--- Exercise directions ---
Extend the account below of practicing on a new bike before a riding test, beginning right after its final sentence.

--- Excerpt to read ---
-- Opening Marker --
Step in supportive husband.
Thank god for supportive husband. Bike shopping began in earnest. I was determined to do the test on a bike I knew. Riding his was never an option. Picture a two-year-old in a high chair with toes dangling far above the ground and you get the picture. We went to try a couple on for size and found just the ticket at Lester’s in Essex Centre. Wil cut a trail through the field and I spent a half hour every day going back and forth, zigzagging through the high grass, getting to know my clutch and brakes, also learning how to lift a four-hundred pound bike out of the dirt without getting a hernia. The track to the field is grass covered in loose pine needles so the lessons also involved getting used to the sensation of the back wheel fishtailing and, after a rainy night or two, the front end shimmying back and forth as well. It was very satisfying to improve and amazingly satisfying to get back on asphalt and realize how much easier pavement is on a bike (as long as it stays upright!)
-- Closing Marker --
--- Source material ---
-- Opening Marker --
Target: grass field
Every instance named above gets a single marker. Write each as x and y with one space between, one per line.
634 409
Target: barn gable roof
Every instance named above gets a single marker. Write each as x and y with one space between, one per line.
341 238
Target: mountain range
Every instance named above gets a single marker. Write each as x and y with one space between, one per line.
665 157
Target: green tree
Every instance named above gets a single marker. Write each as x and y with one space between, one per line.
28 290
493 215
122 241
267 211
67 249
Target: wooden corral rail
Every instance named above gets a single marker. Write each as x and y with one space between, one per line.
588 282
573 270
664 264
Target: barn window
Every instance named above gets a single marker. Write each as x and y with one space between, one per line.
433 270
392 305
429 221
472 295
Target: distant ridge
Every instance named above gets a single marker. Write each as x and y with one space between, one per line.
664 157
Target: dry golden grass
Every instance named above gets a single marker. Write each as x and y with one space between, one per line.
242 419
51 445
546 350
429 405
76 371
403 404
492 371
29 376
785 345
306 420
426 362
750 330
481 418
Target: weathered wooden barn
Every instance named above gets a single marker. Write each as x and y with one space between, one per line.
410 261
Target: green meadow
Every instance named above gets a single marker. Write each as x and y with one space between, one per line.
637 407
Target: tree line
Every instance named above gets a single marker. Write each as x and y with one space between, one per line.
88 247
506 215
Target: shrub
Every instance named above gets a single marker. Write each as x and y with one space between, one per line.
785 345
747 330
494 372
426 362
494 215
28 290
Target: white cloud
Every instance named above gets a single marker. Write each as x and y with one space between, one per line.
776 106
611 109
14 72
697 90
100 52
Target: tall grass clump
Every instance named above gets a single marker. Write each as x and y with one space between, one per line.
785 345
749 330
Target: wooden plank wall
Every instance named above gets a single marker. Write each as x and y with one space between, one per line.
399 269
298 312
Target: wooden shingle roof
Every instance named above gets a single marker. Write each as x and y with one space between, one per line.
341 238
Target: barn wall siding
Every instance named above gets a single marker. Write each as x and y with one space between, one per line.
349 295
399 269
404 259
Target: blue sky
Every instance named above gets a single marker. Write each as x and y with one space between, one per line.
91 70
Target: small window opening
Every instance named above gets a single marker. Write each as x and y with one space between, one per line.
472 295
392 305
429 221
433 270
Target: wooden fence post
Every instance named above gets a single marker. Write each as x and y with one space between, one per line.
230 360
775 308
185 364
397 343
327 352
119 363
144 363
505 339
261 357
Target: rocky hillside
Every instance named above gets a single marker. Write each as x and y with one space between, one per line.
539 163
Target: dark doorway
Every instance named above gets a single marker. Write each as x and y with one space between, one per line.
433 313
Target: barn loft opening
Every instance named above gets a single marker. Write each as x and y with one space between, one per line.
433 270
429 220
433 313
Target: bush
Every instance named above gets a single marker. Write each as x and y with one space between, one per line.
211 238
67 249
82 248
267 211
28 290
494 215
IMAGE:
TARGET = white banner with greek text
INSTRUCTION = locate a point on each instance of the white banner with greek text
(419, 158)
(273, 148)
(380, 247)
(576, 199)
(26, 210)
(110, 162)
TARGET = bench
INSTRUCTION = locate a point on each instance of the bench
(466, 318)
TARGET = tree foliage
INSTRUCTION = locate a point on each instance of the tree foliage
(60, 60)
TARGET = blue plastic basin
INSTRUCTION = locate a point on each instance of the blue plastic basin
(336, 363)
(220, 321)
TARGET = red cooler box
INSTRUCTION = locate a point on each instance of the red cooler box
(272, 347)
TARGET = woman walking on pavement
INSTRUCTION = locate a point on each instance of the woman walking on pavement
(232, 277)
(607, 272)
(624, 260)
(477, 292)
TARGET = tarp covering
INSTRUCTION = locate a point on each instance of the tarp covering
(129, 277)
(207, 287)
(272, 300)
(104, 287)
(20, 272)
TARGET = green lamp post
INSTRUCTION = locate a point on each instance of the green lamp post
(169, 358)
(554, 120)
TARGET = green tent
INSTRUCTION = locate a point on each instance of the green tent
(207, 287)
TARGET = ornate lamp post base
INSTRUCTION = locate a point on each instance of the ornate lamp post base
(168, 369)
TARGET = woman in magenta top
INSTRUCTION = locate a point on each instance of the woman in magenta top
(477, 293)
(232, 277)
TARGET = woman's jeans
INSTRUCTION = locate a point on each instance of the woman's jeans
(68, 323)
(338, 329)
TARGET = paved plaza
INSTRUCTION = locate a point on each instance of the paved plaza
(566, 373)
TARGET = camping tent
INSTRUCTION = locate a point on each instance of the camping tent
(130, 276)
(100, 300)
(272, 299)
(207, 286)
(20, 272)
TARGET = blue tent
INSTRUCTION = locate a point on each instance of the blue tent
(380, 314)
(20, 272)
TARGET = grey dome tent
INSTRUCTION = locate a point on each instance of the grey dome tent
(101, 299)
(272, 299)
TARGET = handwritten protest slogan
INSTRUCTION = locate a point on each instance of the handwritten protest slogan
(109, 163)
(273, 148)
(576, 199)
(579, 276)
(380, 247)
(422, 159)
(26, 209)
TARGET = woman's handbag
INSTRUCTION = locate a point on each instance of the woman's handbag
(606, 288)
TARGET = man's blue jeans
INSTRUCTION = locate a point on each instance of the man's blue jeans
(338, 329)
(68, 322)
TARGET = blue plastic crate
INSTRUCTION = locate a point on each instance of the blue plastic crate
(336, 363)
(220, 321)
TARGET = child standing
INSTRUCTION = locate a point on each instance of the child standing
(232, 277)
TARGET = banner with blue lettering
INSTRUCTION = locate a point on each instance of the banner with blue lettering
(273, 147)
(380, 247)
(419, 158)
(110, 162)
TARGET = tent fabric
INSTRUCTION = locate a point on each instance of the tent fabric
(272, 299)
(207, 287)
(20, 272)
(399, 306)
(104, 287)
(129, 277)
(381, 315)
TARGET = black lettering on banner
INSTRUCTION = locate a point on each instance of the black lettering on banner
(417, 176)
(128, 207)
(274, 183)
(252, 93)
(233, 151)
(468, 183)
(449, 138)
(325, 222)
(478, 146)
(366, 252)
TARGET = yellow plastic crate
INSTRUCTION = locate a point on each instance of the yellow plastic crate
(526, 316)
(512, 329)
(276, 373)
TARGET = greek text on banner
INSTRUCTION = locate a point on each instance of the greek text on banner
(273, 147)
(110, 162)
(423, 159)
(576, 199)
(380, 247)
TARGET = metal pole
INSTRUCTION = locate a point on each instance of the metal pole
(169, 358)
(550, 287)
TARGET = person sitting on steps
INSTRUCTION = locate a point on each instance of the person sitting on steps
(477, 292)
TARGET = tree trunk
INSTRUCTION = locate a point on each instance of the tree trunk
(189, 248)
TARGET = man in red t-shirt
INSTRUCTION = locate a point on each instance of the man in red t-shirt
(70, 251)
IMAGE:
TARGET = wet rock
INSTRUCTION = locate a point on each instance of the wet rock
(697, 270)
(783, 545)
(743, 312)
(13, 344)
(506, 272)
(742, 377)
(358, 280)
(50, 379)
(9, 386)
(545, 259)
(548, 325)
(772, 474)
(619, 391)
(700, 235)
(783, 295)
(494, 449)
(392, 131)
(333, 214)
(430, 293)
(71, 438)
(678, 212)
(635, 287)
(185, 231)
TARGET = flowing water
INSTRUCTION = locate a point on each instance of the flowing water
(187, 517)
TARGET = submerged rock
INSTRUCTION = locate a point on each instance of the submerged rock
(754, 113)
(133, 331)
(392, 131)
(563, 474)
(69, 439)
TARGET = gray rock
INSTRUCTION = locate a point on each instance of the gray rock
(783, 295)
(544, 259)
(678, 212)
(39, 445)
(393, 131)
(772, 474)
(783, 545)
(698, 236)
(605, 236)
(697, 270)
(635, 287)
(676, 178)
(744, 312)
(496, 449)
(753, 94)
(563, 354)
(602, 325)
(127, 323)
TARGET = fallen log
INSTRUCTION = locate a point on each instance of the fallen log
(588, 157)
-- Closing Marker --
--- Answer box ---
I was NOT going to fail the exam again. Fortunately, supportive husband drove me back and forth to Granby so I could try out the test on my own time and figure out how I was going to navigate the transitions between exercises. More anxiety and butterflies and off we went one morning to the test. The drive was mostly pep talk. Breathe, relax, take your time, repeat. I drew the second slot this time. I was on my own bike so I was not going to be had by an unfamiliar clutch. Look left, look right, deep breath, go. I totally botched the counter-steering portion of the exam but kicked butt on the rest. When the inspector let me drive over to the final exercise of the test I knew it was going to be okay. I lost seven points in all but it sure sounded like a perfect score to me. I couldn’t keep myself from jumping up and down once I got off the bike. Woohoo!!!
Thanks Wally for helping me do this.